_Exercise instructions_
Return the complete listing that follows, with each line reproduced exactly.

_Records provided_
####

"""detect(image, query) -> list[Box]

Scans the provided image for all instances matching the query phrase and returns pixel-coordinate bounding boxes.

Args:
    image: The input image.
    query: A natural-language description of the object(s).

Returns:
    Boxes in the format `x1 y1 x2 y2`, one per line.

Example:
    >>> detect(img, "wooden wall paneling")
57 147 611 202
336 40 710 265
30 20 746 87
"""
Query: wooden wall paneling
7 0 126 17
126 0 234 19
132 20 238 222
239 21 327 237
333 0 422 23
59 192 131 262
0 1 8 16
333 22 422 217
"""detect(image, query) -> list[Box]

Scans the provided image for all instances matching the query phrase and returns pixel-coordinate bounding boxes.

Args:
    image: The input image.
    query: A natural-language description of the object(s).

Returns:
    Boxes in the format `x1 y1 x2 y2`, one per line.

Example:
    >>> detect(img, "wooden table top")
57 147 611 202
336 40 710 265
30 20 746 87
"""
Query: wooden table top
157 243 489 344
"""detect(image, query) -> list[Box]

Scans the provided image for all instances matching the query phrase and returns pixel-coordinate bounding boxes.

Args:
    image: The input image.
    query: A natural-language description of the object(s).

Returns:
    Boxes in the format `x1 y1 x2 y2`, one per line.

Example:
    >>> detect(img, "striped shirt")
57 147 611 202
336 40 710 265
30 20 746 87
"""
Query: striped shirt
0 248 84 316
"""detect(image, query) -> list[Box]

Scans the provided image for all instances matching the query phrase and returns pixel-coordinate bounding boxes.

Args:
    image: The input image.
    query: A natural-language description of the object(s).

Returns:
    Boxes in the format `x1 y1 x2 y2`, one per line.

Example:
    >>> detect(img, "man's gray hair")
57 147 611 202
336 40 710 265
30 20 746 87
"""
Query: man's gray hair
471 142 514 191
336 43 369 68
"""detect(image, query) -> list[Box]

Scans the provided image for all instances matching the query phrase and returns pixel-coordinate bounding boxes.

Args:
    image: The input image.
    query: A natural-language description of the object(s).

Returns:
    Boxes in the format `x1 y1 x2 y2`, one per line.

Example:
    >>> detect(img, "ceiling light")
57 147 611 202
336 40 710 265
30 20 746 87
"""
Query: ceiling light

####

_Solution for this task_
"""detect(image, query) -> list[Box]

Scans the provided image for all instances matching the query phrase and returns pixel-coordinate bounding boxes.

Args:
    image: The input image.
    query: A natural-language description of the object(s).

Returns:
    Boxes in the format `x1 y1 x2 y2`, one per line.

Example:
    >>> detect(img, "wooden wall paneling")
57 147 611 202
336 40 710 265
30 20 746 87
"""
Query: wooden wall paneling
7 0 126 17
126 0 234 19
132 20 238 222
239 21 327 237
333 0 422 23
59 192 131 262
0 1 8 16
333 22 422 217
"""detect(image, query) -> list[Box]

Scans the provided image for all instances matching the query phrase and returns pixel-coordinate bounding boxes.

Args:
    image: The input image.
    query: A natural-language description of the object(s).

Returns:
    Boxes in the format `x1 y1 x2 y2`, one per line.

Example:
    >>> detect(img, "wooden table top")
57 147 611 202
336 40 710 265
30 20 746 87
"""
Query: wooden table top
157 243 489 344
"""detect(image, query) -> list[Box]

Scans the provided image for all instances matching the query phrase and returns pixel-coordinate bounding boxes.

Args:
    image: The input image.
    query: A natural-language description of the object(s).

Returns:
    Boxes in the format `x1 y1 x2 y2`, one per line.

Example:
    >>> detect(img, "striped shirt")
57 147 611 202
336 40 710 265
30 20 746 87
"""
Query: striped shirt
0 248 84 316
"""detect(image, query) -> list[Box]

Scans the provided image for all instances matching the query phrase and returns pixel-coordinate bounding boxes.

Args:
    image: The input image.
    query: A natural-language description of the object(s).

Returns:
    Boxes in the format `x1 y1 x2 y2`, one per line.

Example:
    >>> detect(img, "man's gray hair")
57 147 611 202
336 40 710 265
30 20 746 87
"""
Query: man's gray hair
471 142 514 191
336 43 369 68
"""detect(image, query) -> list[Box]

Scans the provided image for all instances matching the query phrase and returns pixel-coordinate bounding boxes.

Args:
    image: The input image.
    query: A natural-language description of the object(s).

Returns:
    Boxes in the format `x1 y1 x2 y2`, one per line.

Example:
    >>> detect(img, "ceiling light")
57 147 611 202
336 40 710 265
30 20 746 87
"""
Query: ceiling light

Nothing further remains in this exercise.